__Document text__
__________________________________________________

James Douglas Hamilton Dickson FRSE MRI (1849–1931) was a Scottish mathematician and expert in electricity. He was a Senior  Fellow at Peterhouse, Cambridge. Glasgow University elected him an Eglinton Fellow. He was the elder brother of Charles Dickson, Lord Dickson.

He had in-depth knowledge in fields of electricity and electrostatics and also a great interest in low temperature physics.

Life

He was born in Glasgow on 1 May 1849, a son of Dr John Robert Dickson of Edinburgh.

He attended both Glasgow and Cambridge Universities, graduating MA. From 1867 to 1869 he was assistant to William Thomson, Lord Kelvin, being the joint-builder of the technical equipment which Kelvin used to measure electrostatic energy. In 1869 he also assisted Kelvin in the laying of the first Transatlantic communication cables. The French company overseeing the work were impressed by Dickson and kept him in their employ as Electrician-in-Charge, based in Brest until 1870.

__________________________________________________

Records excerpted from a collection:
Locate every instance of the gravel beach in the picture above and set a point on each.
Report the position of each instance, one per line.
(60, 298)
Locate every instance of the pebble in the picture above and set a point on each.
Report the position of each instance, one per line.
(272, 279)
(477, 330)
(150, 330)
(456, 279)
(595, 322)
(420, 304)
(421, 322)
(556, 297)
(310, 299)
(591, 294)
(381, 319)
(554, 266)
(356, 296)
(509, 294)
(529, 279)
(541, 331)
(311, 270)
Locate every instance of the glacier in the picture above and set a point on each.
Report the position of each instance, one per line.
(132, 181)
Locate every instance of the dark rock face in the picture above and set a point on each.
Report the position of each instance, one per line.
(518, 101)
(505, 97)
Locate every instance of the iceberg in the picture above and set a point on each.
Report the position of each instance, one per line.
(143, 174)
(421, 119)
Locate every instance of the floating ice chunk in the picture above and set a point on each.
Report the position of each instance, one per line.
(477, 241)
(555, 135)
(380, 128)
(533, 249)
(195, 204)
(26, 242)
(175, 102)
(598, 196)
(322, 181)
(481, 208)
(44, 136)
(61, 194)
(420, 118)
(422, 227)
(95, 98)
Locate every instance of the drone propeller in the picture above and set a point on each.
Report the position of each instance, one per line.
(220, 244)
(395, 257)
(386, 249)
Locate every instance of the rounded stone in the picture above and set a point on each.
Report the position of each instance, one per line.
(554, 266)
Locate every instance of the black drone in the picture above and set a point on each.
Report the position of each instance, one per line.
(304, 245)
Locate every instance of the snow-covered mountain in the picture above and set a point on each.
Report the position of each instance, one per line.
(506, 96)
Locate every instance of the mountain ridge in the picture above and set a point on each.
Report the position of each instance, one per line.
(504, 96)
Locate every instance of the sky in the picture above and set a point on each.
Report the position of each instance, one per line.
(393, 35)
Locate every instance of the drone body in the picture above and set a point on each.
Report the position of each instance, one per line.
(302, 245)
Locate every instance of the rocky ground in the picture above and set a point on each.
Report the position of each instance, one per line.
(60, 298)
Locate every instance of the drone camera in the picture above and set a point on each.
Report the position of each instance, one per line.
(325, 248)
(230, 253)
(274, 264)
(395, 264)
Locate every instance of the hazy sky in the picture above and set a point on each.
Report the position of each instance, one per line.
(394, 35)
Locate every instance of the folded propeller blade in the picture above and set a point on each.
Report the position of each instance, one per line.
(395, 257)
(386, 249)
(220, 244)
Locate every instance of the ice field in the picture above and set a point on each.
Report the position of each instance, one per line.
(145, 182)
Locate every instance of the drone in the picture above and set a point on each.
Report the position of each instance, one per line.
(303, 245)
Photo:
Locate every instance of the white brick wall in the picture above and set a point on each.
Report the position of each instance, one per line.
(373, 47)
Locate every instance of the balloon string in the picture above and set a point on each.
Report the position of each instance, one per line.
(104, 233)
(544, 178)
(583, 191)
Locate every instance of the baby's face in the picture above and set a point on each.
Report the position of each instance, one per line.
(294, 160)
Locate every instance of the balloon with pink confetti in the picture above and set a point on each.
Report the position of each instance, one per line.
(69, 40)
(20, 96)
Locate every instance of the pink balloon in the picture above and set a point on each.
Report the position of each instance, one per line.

__________________________________________________

__Goals__
• a. According to the biography, in which city was Dickson based as Electrician-in-Charge?
• b. Rewrite the biography between "James Douglas Hamilton" and "Dickson, Lord Dickson.", inclusive, replacing "Peterhouse" with "Trinity College".

__Responses in order__
• a. Brest

• b.
James Douglas Hamilton Dickson FRSE MRI (1849–1931) was a Scottish mathematician and expert in electricity. He was a Senior  Fellow at Trinity College, Cambridge. Glasgow University elected him an Eglinton Fellow. He was the elder brother of Charles Dickson, Lord Dickson.